In addition, when the agency creates environmental policy, it would no longer consider the costs to society from wildfires, droughts, storms and other disasters that might be made worse by pollution connected to that policy, Zeldin said.

The agency said it would work to erase the EPA’s legal authority to regulate carbon dioxide and other greenhouse gases by reconsidering decades of science that show global warming is endangering humanity. In his video, Zeldin derisively referred to that legal underpinning as “the holy grail of the climate change religion.”

Zeldin called Wednesday’s actions “the largest deregulatory announcement in U.S. history.” He added, “today the green new scam ends, as the EPA does its part to usher in a golden age of American success.”

The announcements do not carry the force of law. In almost every case, the EPA would have to undergo a lengthy process of public comment and develop environmental and economic justifications for the change.

The United States is the world’s largest historic emitter of carbon dioxide, a planet-warming greenhouse gas that scientists agree is driving climate change and intensifying hurricanes, floods, wildfires and droughts, as well as species extinction. Last year was the hottest in recorded history, and the United States experienced 27 disasters that each cost at least $1 billion, compared to three in 1980, adjusted for inflation.

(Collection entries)

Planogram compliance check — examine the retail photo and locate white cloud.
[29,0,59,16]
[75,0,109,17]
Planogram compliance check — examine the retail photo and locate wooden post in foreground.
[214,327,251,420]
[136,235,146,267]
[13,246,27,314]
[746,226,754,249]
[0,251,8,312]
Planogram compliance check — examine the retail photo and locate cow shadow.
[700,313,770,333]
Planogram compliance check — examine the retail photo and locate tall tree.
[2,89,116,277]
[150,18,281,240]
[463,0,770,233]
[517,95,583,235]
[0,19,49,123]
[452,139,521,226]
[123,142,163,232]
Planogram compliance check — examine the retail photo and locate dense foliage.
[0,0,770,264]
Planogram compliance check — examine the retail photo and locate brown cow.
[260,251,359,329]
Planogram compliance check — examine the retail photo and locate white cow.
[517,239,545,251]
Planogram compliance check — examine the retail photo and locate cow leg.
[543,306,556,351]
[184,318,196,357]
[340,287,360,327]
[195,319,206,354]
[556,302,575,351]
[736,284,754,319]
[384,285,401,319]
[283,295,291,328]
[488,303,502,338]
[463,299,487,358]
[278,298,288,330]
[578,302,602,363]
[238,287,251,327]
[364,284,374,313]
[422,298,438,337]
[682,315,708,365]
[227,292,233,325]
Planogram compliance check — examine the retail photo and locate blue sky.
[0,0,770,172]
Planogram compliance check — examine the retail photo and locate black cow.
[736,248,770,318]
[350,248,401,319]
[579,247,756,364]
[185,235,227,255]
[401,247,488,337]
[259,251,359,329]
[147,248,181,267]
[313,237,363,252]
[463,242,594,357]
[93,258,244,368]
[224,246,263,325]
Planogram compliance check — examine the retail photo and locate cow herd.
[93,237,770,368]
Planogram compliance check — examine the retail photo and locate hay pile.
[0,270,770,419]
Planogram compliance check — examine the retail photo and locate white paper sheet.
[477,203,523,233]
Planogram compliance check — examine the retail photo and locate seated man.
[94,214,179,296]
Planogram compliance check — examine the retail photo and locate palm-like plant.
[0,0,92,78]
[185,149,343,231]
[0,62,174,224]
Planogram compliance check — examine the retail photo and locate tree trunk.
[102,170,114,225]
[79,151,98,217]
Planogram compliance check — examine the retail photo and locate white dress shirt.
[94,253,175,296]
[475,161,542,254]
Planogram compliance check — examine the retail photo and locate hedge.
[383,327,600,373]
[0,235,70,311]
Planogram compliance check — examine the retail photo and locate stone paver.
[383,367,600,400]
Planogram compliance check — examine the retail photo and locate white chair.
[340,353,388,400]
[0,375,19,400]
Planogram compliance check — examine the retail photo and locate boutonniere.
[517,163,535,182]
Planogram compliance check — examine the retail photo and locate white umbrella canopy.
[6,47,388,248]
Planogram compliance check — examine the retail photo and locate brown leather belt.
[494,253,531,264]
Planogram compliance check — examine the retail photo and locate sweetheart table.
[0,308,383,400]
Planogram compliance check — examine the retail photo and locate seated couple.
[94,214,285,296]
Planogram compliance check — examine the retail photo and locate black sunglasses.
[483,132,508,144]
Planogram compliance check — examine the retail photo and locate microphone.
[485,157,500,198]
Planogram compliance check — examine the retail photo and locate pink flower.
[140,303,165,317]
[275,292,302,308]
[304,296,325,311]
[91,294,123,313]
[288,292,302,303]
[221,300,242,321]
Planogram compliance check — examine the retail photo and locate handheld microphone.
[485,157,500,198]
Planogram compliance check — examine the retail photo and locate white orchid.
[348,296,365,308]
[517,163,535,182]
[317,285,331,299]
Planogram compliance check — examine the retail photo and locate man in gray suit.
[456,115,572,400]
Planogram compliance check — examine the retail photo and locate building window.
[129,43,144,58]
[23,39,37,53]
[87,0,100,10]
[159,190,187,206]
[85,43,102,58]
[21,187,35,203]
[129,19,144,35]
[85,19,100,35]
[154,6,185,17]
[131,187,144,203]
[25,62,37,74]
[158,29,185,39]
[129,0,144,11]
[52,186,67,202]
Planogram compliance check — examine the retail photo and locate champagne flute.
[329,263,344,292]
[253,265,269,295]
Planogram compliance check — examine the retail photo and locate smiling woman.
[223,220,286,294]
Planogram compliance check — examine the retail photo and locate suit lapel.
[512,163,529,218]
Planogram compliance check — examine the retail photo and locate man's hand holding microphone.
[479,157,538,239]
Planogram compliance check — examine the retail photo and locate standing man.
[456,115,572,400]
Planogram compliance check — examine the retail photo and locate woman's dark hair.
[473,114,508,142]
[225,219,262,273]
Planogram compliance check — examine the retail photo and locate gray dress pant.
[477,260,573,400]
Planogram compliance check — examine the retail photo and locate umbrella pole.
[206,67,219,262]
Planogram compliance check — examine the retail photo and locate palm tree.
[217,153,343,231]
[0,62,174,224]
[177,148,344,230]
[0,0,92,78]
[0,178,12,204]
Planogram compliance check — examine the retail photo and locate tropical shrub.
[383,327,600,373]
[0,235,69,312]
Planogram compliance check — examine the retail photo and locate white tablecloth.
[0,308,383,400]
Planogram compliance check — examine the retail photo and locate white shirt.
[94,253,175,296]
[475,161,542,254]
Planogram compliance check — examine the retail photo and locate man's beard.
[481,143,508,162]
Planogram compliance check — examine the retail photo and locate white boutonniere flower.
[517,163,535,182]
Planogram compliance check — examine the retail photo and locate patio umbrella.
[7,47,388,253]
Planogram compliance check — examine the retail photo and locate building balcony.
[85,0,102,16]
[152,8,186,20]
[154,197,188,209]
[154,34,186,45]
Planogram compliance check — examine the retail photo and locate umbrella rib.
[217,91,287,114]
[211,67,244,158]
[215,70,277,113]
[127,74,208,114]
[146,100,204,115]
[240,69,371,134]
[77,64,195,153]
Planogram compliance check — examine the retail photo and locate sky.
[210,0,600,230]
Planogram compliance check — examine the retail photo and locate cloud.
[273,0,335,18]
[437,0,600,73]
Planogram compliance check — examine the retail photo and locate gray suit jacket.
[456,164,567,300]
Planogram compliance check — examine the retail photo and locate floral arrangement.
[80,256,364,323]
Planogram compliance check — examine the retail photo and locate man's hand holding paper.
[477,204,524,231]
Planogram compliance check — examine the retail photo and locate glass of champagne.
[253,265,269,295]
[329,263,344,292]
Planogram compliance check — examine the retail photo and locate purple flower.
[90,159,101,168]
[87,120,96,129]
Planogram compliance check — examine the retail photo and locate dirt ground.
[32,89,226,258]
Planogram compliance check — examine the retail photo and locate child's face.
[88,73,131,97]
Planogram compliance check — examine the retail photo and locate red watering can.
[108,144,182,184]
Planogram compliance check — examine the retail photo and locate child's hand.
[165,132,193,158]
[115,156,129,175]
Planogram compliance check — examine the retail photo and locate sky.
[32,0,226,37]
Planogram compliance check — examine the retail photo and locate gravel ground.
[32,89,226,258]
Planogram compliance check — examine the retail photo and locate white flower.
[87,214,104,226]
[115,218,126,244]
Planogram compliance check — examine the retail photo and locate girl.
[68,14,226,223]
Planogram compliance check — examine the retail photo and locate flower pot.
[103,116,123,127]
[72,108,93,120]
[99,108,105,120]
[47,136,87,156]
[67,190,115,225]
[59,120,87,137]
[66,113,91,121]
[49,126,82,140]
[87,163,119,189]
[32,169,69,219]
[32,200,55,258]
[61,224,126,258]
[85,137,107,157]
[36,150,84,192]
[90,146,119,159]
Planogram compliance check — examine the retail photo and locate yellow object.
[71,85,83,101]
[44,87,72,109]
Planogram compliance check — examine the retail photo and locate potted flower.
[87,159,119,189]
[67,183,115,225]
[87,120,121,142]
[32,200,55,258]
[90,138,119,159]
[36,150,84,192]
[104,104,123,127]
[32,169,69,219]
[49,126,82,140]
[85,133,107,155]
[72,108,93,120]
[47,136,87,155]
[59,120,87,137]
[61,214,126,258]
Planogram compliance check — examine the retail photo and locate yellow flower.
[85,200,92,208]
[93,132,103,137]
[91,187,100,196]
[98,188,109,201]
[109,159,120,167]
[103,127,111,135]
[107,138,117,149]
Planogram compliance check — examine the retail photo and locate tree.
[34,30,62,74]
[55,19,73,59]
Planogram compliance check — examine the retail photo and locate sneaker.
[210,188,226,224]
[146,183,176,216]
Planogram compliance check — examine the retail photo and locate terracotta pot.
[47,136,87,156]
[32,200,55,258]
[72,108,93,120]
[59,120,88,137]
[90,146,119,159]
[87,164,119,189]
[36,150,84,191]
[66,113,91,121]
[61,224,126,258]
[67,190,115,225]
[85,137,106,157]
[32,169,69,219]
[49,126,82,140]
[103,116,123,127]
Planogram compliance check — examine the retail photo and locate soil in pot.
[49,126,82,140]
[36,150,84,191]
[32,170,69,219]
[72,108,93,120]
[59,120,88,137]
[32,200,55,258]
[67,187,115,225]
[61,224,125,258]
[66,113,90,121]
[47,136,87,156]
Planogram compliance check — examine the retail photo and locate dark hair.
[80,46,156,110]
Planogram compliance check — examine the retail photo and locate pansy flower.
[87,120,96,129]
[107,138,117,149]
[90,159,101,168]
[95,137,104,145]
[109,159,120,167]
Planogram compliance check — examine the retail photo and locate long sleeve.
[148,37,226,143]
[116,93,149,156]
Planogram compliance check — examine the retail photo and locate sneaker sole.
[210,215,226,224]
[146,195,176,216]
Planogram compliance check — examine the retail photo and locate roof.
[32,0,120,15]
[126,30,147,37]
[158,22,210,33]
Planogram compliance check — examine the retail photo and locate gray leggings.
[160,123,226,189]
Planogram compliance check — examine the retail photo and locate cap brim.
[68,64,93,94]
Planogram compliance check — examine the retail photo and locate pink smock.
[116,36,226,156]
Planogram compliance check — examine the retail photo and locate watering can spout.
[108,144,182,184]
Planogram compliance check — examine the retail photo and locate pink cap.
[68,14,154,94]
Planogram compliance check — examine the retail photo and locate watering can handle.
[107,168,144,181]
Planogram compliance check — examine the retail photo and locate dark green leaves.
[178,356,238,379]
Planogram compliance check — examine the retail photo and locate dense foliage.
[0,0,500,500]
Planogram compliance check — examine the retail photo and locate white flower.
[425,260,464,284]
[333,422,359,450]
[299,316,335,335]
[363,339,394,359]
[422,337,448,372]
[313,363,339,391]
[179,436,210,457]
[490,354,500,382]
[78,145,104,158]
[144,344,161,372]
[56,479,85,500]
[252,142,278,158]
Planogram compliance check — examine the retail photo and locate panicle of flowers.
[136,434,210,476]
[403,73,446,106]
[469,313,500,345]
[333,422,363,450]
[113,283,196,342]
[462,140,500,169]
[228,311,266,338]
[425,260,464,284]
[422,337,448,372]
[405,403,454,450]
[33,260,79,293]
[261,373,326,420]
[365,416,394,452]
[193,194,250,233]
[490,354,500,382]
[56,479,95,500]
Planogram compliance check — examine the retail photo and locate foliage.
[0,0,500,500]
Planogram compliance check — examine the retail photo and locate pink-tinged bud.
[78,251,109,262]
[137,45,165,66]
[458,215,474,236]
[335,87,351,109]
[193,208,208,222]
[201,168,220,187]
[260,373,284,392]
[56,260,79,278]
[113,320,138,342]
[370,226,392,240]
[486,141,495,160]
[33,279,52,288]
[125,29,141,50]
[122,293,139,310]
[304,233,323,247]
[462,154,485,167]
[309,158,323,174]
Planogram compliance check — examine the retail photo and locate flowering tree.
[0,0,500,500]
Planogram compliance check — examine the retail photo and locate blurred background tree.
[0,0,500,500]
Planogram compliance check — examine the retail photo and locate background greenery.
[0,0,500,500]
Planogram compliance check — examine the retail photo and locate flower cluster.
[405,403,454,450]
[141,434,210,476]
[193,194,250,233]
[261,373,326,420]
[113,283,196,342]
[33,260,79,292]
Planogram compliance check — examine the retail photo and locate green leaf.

STATED PROBLEM A »
Summarize the passage on the EPA's deregulatory announcements in two sentences.
STATED PROBLEM B »
According to the passage on the EPA's deregulatory announcements, how many disasters costing at least $1 billion each did the United States experience last year?
STATED PROBLEM C »
Resume the passage on the EPA's deregulatory announcements, picking up after its final sentence.

ANSWER A »
The EPA said it would stop considering the societal costs of disasters that pollution linked to its policies might worsen, and would work to erase its legal authority to regulate greenhouse gases by reconsidering decades of science on global warming, a set of actions Zeldin called "the largest deregulatory announcement in U.S. history." These announcements do not carry the force of law, and in almost every case the agency would have to go through a lengthy public comment process and develop environmental and economic justifications for the change.

ANSWER B »
27

ANSWER C »
Some of the most significant policy changes Zeldin said he planned include:

  • Rolling back restrictions on carbon dioxide emissions from power plants. Currently the EPA requires existing coal-burning power plants and new gas plants built in the United States to cut their greenhouse-gas emissions by 90 percent by 2039.

  • Rewriting tailpipe pollution standards that were designed to ensure that the majority of new passenger cars and light trucks sold in the United States are all-electric or hybrids by 2032.

  • Easing limits on mercury emissions from power plants, as well as restrictions on soot and haze from burning coal. A Biden-era rule had aimed to slash by 70 percent emissions from coal-burning power plants of mercury, which has been linked to developmental damage in children.

  • Greatly reducing the “social cost” of carbon, an economic estimate of the damage caused by each additional ton of carbon dioxide emissions in the atmosphere. That figure plays a significant role in weighing the costs and benefits of regulating industries.